= CHALLENGE =
Count the lines in the listing below that contain the string "parked", treating uppercase and lowercase letters as distinct. Reply with the number alone.

= SUPPLIED DATA =
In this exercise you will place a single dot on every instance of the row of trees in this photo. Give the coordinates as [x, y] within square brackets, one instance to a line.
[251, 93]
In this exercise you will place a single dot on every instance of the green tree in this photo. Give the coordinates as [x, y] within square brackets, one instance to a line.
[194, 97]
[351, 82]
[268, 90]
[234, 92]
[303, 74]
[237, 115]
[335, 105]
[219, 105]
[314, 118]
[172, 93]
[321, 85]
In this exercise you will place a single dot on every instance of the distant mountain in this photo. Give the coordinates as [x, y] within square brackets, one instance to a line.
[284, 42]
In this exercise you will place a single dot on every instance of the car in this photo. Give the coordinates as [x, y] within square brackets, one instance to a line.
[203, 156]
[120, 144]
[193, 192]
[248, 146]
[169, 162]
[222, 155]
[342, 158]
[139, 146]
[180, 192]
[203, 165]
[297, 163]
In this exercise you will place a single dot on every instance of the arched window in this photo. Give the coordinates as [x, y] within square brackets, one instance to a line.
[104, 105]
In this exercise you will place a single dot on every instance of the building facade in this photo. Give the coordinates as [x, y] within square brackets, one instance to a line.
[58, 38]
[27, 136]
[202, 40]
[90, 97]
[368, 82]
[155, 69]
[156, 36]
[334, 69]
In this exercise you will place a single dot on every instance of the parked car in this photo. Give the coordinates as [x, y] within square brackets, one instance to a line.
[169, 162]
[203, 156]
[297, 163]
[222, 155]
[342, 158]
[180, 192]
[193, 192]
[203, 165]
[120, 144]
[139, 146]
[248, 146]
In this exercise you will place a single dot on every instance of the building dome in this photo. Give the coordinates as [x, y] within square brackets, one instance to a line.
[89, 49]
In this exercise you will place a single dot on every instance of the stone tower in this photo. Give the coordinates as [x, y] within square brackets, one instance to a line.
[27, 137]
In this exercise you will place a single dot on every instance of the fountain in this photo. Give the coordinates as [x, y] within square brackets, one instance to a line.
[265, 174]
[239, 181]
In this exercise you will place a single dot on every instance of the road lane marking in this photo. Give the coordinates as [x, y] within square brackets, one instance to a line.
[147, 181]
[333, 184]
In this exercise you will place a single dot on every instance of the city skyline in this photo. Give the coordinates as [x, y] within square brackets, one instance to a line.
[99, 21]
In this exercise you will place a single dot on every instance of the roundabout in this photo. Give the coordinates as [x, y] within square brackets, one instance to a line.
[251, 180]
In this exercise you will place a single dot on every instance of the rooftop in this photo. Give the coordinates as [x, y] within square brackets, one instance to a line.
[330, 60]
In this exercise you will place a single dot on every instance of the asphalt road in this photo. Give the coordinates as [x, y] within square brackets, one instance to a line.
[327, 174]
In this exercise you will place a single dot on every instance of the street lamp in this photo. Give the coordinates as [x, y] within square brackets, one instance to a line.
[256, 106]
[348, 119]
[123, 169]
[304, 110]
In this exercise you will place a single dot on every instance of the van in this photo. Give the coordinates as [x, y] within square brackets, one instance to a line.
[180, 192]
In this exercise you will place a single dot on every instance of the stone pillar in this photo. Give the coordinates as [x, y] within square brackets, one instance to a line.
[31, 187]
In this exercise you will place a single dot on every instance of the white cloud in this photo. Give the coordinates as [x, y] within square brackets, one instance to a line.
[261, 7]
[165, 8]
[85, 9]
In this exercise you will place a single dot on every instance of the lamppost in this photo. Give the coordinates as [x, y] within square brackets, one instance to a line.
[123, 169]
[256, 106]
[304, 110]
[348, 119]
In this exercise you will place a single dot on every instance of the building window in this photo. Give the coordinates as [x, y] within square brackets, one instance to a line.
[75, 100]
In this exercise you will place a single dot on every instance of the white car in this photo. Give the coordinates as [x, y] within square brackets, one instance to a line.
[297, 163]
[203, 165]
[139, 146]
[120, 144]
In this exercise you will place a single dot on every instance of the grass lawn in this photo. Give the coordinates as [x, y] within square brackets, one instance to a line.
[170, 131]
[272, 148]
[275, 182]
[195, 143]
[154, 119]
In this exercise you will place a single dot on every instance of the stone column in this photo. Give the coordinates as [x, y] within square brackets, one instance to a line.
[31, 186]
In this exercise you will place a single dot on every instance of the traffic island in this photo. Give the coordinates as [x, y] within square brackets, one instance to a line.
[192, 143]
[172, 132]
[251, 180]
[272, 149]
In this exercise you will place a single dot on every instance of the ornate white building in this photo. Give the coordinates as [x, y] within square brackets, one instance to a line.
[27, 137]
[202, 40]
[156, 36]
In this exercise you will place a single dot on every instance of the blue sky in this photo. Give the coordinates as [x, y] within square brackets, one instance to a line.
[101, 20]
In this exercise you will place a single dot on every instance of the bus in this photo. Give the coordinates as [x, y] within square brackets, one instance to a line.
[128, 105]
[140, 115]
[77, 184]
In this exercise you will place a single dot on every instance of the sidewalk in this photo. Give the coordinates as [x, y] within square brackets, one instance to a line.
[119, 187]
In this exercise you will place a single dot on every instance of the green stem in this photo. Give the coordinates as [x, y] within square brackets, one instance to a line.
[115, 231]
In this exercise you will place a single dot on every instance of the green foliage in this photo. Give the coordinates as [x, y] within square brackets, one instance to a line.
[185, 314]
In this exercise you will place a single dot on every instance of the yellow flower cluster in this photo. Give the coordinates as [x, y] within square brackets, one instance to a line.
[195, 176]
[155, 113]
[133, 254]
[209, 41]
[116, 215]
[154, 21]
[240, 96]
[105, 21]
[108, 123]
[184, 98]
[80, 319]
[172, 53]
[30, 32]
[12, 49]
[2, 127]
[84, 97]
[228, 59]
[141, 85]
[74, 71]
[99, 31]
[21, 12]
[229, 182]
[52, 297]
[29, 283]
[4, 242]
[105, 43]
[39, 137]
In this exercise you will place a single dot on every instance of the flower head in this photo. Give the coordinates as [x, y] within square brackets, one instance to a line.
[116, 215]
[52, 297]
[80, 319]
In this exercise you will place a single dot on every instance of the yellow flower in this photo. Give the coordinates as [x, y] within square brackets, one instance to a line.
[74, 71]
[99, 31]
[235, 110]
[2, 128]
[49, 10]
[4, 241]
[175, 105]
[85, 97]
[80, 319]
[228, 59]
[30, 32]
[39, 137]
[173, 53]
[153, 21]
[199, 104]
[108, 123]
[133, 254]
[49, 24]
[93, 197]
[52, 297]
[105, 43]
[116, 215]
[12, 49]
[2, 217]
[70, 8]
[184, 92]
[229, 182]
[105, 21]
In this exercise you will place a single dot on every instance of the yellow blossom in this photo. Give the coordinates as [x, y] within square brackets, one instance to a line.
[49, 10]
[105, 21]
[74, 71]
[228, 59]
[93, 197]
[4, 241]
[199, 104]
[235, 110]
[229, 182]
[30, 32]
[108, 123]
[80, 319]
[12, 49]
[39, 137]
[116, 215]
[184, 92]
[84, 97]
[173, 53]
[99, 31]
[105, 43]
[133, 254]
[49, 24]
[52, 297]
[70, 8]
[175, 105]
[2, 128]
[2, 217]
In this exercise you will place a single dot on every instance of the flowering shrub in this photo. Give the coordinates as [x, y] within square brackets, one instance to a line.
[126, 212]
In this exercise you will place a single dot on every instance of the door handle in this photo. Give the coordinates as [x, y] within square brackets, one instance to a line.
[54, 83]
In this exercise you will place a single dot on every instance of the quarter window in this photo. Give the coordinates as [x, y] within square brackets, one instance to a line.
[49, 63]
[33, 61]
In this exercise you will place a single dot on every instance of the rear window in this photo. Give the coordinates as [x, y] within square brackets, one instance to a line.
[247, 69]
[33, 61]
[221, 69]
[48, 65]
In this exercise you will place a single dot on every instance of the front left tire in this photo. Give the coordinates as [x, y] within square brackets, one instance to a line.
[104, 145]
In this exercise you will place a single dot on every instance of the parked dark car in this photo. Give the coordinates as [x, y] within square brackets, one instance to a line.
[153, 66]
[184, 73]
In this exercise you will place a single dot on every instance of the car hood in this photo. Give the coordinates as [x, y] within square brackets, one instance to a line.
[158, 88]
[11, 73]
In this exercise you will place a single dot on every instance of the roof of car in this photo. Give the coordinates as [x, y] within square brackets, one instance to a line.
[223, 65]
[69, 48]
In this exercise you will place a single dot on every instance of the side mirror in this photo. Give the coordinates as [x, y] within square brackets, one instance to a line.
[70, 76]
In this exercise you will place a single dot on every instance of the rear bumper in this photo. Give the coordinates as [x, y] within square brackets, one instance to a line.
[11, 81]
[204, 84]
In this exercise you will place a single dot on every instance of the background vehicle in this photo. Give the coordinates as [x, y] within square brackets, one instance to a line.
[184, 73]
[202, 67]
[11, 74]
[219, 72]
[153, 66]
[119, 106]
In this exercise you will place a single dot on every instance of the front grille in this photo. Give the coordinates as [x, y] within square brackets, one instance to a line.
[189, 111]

---

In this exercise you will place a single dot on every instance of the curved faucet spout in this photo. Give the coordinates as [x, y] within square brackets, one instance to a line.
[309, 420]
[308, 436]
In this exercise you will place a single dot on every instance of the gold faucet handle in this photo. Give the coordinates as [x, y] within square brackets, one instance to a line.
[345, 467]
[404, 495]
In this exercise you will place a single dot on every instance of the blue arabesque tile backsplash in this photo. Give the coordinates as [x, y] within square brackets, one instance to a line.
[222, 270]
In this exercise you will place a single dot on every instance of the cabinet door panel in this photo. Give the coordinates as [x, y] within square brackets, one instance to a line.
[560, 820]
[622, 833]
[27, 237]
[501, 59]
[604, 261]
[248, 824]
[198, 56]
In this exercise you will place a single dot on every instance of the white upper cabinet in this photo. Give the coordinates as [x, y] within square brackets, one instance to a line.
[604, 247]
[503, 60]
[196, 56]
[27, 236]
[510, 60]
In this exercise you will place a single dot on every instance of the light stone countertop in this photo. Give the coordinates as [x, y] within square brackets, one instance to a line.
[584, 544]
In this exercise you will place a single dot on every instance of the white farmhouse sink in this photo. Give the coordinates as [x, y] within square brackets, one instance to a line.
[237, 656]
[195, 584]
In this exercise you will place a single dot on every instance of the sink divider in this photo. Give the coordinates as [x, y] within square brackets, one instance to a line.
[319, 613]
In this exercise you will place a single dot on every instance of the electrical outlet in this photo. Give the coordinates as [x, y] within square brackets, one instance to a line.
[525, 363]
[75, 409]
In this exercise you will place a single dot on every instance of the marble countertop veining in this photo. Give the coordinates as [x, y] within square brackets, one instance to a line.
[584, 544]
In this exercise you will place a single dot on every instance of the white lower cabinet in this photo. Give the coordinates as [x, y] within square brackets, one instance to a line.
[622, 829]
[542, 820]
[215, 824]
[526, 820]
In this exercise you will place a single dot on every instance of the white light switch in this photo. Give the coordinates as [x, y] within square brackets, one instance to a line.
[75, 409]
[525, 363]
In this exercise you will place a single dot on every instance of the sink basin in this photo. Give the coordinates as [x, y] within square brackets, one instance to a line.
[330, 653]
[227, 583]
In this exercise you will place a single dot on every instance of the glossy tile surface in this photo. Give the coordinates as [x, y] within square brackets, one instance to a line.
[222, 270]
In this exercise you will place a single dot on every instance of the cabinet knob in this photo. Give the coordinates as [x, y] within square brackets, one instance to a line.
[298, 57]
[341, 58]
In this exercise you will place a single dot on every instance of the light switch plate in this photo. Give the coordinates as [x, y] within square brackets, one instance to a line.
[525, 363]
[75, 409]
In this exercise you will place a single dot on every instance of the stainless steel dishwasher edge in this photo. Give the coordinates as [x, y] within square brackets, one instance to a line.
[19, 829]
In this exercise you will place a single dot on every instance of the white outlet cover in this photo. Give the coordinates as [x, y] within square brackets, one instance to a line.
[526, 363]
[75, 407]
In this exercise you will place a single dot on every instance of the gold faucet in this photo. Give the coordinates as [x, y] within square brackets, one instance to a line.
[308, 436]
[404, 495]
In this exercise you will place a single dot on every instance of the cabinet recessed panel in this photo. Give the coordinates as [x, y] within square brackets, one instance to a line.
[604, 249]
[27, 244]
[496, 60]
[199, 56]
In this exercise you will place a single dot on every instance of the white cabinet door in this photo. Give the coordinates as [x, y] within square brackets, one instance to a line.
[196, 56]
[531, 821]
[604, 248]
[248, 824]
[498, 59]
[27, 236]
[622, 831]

= RESULT FOR THIS TASK =
2